• _Exercício 1_: Pode transcrever, do texto sobre a melancolia coletiva lusitana, o trecho que começa nas palavras "Devemos esperar o" e termina depois de "todas as soberanias."?

• _Excerto do documento_:
= = = = =

Os nossos maiores medos hoje estão entre nós, dentro de nós, não vêm de fora nem do nosso desconhecimento acerca do mundo, convivem connosco e ensombram-nos de desgraça: são a injustiça e a corrupção, a instabilidade financeira e a sabotagem estrutural, nomeadamente a que diz respeito ao desenvolvimento humano. Já nos desacreditámos tantas vezes que nem quando nos mentimos deixamos de ter esperança. Sabemos que nos estamos iludir, que nos mentimos descaradamente, sem remorso nem pudor, porém mantemo-nos fixos naquela fisga de aventura e ousadia onde tudo é alucinação. É como um vício, um vício de jogador que quase sempre perde, que perdeu todos os seus bens e valores, mas continua a jogar quanto lhe resta porque acha que a sorte lhe baterá à porta, na derradeira esperança, e então recuperará tudo quanto perdeu, aos poucos, de uma só vez. Enfim, será resgatado. Ele sabe que isso não existe. Nós sabemos que isso é impossível. Todavia, não nos submetemos à realidade e continuamos a acreditar. Pode ser num milagre, num salvador, num encoberto e desejado, chamado Sebastião ou não, que o que importa não está à vista mas nas profundidades recônditas e inauditas da alma – e da gesta lusitana. É a lusitania, ou mania de ser lusitano…
É uma melancolia colectiva, subscrita desde a ancestralidade afonsina, no alcantilado da história. Da História, que a letra grande enaltece a gesta… Talvez a rematar mais uma dinastia, um período sem modelo patriarcal, nem geração ínclita, propensa ao desgaste dos recursos como dos valores patrióticos. Em que essa geração, posta em sossego no aconchego do poder e benesses da corte, quer perpetuar os seus privilégios, ainda que sacrifique o futuro, aniquile o sentido de sustentabilidade do restante povo.
Devemos esperar o quê de uma situação nacional deste cariz? Nada. E porquê? Porque já chegámos ao nosso mundo, esse que também era o de Florbela, cheio de bocas unidas por uma língua líquida, a verter-se em ondas no acidulado oceano em que já naufragaram quase todas as soberanias.

= = = = =

• _Registos do conjunto_:
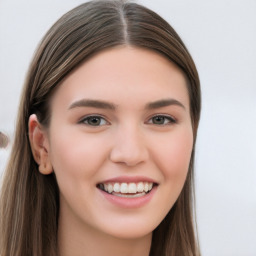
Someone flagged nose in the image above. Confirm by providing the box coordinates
[110,125,149,166]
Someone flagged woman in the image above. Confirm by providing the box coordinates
[0,1,200,256]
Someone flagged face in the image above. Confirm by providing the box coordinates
[44,46,193,238]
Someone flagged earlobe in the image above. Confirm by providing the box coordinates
[28,114,53,175]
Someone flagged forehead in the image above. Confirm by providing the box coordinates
[53,46,189,109]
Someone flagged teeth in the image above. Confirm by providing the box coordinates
[108,184,113,193]
[114,183,120,192]
[99,182,153,194]
[120,183,128,193]
[128,183,137,194]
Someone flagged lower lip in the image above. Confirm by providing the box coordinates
[99,186,157,208]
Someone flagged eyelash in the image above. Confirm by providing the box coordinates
[79,115,177,127]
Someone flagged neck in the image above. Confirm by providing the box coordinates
[58,210,152,256]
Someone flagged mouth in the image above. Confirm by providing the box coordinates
[97,181,157,198]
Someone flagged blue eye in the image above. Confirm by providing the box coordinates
[149,115,176,125]
[79,116,108,126]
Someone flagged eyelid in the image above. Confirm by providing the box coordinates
[147,114,177,126]
[78,114,110,127]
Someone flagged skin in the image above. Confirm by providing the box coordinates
[29,46,193,256]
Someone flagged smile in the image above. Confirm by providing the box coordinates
[98,181,154,198]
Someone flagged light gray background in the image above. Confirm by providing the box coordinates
[0,0,256,256]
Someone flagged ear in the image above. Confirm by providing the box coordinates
[28,114,53,175]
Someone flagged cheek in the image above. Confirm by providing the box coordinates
[152,130,193,182]
[50,129,107,183]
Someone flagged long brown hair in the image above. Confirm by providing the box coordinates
[0,0,201,256]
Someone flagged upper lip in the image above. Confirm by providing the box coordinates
[99,176,157,184]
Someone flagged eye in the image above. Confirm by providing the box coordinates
[148,115,176,125]
[79,116,109,126]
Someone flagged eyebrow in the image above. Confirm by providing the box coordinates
[68,99,116,110]
[68,99,186,110]
[146,99,186,110]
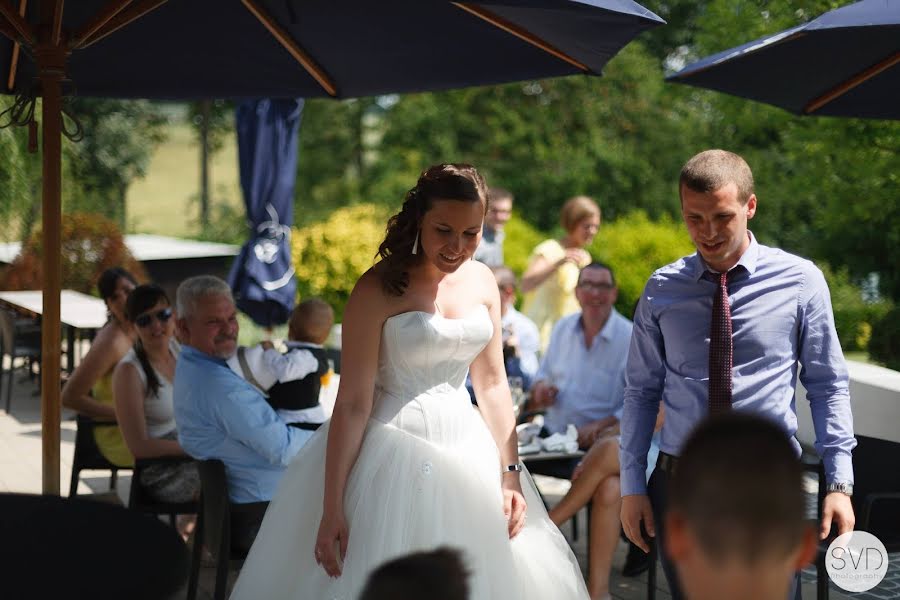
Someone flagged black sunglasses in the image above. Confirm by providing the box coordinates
[134,307,172,328]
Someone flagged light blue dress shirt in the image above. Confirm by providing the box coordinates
[619,234,856,496]
[174,345,313,503]
[500,306,541,390]
[535,309,632,434]
[473,225,506,267]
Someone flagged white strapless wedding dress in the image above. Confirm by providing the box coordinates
[231,306,588,600]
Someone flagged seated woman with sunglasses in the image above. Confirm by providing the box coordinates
[113,284,200,502]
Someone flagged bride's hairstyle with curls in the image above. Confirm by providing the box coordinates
[377,163,488,296]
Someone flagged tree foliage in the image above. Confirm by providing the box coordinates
[0,213,147,294]
[63,98,165,227]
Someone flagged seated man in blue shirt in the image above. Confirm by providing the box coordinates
[529,262,631,449]
[526,262,643,598]
[174,275,313,550]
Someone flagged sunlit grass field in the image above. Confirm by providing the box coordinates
[126,122,243,238]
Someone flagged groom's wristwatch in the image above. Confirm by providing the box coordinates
[825,481,853,496]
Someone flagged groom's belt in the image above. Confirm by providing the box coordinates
[656,450,678,475]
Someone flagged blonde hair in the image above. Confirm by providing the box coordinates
[559,196,600,232]
[288,298,334,344]
[678,150,753,204]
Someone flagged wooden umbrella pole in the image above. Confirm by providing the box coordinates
[0,0,28,90]
[35,1,68,496]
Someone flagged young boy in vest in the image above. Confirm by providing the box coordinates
[228,298,334,429]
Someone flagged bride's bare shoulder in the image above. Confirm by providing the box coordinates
[347,265,389,316]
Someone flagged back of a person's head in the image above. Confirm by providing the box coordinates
[359,547,469,600]
[175,275,234,318]
[97,267,137,300]
[288,298,334,344]
[668,413,809,564]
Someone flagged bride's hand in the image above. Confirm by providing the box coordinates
[315,510,350,577]
[501,473,528,539]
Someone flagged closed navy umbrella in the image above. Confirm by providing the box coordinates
[668,0,900,119]
[228,99,303,327]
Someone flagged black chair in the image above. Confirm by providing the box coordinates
[802,456,836,600]
[128,457,200,527]
[69,415,131,496]
[0,308,41,414]
[0,494,189,600]
[187,459,259,600]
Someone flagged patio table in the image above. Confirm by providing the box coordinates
[0,290,107,373]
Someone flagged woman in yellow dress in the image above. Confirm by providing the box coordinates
[62,267,137,467]
[522,196,600,350]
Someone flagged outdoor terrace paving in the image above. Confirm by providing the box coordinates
[0,371,884,600]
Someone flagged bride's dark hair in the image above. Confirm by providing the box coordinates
[378,163,488,296]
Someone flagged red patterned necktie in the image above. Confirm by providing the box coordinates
[709,273,734,415]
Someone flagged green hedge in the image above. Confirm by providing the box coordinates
[869,308,900,371]
[291,204,389,322]
[589,211,694,318]
[818,264,893,360]
[503,213,548,277]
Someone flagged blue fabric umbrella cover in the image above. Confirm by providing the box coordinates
[228,99,303,327]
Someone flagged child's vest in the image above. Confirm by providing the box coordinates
[269,346,329,410]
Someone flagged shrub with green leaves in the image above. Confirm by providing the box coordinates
[588,211,694,318]
[503,212,547,277]
[291,204,390,322]
[0,213,147,294]
[818,263,893,352]
[869,307,900,371]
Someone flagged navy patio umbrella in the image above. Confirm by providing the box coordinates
[228,98,303,327]
[0,0,663,494]
[667,0,900,119]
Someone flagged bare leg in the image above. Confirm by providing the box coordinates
[588,475,622,600]
[550,437,619,527]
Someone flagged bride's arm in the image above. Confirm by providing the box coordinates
[315,271,385,577]
[469,268,525,537]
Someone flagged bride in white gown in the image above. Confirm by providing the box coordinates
[231,165,588,600]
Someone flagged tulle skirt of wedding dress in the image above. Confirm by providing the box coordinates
[231,396,588,600]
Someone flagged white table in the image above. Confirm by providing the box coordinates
[0,290,107,373]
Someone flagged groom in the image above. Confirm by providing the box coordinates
[174,275,313,551]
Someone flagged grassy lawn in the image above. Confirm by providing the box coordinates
[127,123,243,237]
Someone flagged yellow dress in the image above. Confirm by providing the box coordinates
[91,371,134,467]
[522,240,587,351]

= = = = =

• _Exercício 2_: Consegue exprimir como lista JSON de strings, uma por linha e sem as linhas em branco, as linhas dos registos que começam na que contém "Someone flagged forehead" e terminam depois da que contém "[134,307,172,328]"? Deixe as imagens fora da resposta.

• _Resposta completa 1_:
Devemos esperar o quê de uma situação nacional deste cariz? Nada. E porquê? Porque já chegámos ao nosso mundo, esse que também era o de Florbela, cheio de bocas unidas por uma língua líquida, a verter-se em ondas no acidulado oceano em que já naufragaram quase todas as soberanias.

• _Resposta completa 2_:
[
  "Someone flagged forehead in the image above. Confirm by providing the box coordinates",
  "[53,46,189,109]",
  "Someone flagged teeth in the image above. Confirm by providing the box coordinates",
  "[108,184,113,193]",
  "[114,183,120,192]",
  "[99,182,153,194]",
  "[120,183,128,193]",
  "[128,183,137,194]",
  "Someone flagged lower lip in the image above. Confirm by providing the box coordinates",
  "[99,186,157,208]",
  "Someone flagged eyelash in the image above. Confirm by providing the box coordinates",
  "[79,115,177,127]",
  "Someone flagged neck in the image above. Confirm by providing the box coordinates",
  "[58,210,152,256]",
  "Someone flagged mouth in the image above. Confirm by providing the box coordinates",
  "[97,181,157,198]",
  "Someone flagged blue eye in the image above. Confirm by providing the box coordinates",
  "[149,115,176,125]",
  "[79,116,108,126]",
  "Someone flagged eyelid in the image above. Confirm by providing the box coordinates",
  "[147,114,177,126]",
  "[78,114,110,127]",
  "Someone flagged skin in the image above. Confirm by providing the box coordinates",
  "[29,46,193,256]",
  "Someone flagged smile in the image above. Confirm by providing the box coordinates",
  "[98,181,154,198]",
  "Someone flagged light gray background in the image above. Confirm by providing the box coordinates",
  "[0,0,256,256]",
  "Someone flagged ear in the image above. Confirm by providing the box coordinates",
  "[28,114,53,175]",
  "Someone flagged cheek in the image above. Confirm by providing the box coordinates",
  "[152,130,193,182]",
  "[50,129,107,183]",
  "Someone flagged long brown hair in the image above. Confirm by providing the box coordinates",
  "[0,0,201,256]",
  "Someone flagged upper lip in the image above. Confirm by providing the box coordinates",
  "[99,176,157,184]",
  "Someone flagged eye in the image above. Confirm by providing the box coordinates",
  "[148,115,176,125]",
  "[79,116,109,126]",
  "Someone flagged eyebrow in the image above. Confirm by providing the box coordinates",
  "[68,99,116,110]",
  "[68,99,186,110]",
  "[146,99,186,110]",
  "Someone flagged black sunglasses in the image above. Confirm by providing the box coordinates",
  "[134,307,172,328]"
]